* [Compito assegnato A] Elenchi i tipi di effetti che, secondo il brano sulla guerra nucleare limitata, risultano ridotti nella bomba N.
* [Compito assegnato B] Prosegua il brano sulla guerra nucleare limitata a partire dal punto in cui si interrompe.

Guerra nucleare limitata: un attacco simulato

16/02/2011

Durante la forte politica di riarmo sotto la presidenza di Reagan negli USA (eletto nel 1981), si considerava reale la possibilità di una guerra nucleare europea. Gli esperti che lavoravano per il Governo degli Stati Uniti iniziarono degli studi strategici per verificare la possibilità di una guerra nucleare limitata, cioè una guerra nucleare che, grazie agli studi di perfezionamento del controllo e della precisione delle armi nucleari, fosse appunto controllabile. L’obiettivo era quello di una guerra fatta solo per spaventare il nemico, portarlo alla resa attraverso l’attacco di zone ben precise, come quelle industriali o militari, e quindi anche con l’obiettivo di non creare gli effetti catastrofici sopra elencati. 

Nasce così la bomba N, costruita appositamente per questo tipo di attacchi. Si tratta di un ordigno di potenza relativamente bassa, nel quale sono ridotti gli effetti meccanici, termici e di ricaduta radioattiva, ed esaltati quelli di radiazione neutronica che sono poi gli effetti che colpiscono gli esseri umani, che non sarebbero protetti nemmeno dalle più spesse lamiere dei carri armati. La bomba mira a ottenere scarsi, ma non nulli, effetti sulle cose, per concentrarsi quindi sulle persone. Per queste sue caratteristiche si presta a essere utilizzata come arma tattica nei confronti di installazioni e forze corazzate. E dato che il suo fallout è limitato permette a chi la utilizza di occupare i territori in cui è stata impiegata in tempi brevi. La risposta pacifista fu rapida, furono fatti degli studi per dimostrare l’insostenibilità di una guerra nucleare limitata.

* [Dati elencati]
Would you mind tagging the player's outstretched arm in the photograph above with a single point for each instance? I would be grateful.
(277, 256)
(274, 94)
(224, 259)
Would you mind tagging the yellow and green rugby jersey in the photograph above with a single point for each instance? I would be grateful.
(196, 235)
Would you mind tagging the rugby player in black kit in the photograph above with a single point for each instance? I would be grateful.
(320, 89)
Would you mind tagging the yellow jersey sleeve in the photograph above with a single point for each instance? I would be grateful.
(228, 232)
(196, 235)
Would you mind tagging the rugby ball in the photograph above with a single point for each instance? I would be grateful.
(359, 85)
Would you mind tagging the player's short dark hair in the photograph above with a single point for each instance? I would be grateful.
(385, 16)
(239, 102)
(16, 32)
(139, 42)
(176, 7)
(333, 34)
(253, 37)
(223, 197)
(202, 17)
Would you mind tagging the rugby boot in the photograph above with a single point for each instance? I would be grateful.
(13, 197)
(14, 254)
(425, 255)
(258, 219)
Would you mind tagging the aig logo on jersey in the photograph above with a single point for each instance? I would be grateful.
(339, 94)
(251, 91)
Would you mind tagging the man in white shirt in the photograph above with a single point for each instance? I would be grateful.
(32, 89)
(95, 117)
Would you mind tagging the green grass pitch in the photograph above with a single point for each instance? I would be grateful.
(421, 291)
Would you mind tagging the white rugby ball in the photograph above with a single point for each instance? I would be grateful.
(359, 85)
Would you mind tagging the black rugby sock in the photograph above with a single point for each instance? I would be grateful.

* [Risultato A]
- Effetti meccanici
- Effetti termici
- Effetti di ricaduta radioattiva

* [Risultato B]
Per quanto riguarda gli effetti che un attacco con bombe N avrebbe in Italia, vediamo di seguito un esempio (da R. Maiocchi, L’era atomica, Giunti-Casterman, Firenze 1993).

La cartina mette in evidenza le conseguenze nel caso,

assurdo, in cui si potesse ragionare in questi termini.

Se l’Italia fosse colpita da 45 testate nucleari da 150 chiloton fatte esplodere contro installazioni militari o industriali nel mese di novembre vaste aree, per effetto dei venti, sarebbero colpite da conseguenze gravissime. Ci sono zone in cui le ricadute radioattive sarebbero mortali per il cento per cento della popolazione, altre zone dette intermedie dove la mortalità varierebbe dal dieci al novanta per cento della popolazione. Per questa seconda zona di contagio le possibilità di sopravvivenza dipenderebbero anche dall’assistenza medica che l’Italia sarebbe in grado di offrire. C’è poi un terzo livello di contaminazione con zone in cui le persone potrebbero manifestare malformazioni genetiche serie e danni all’agricoltura. Attacchi nucleari in un altro periodo dell’anno comporterebbero danni uguali, ma su diverse aree geografiche.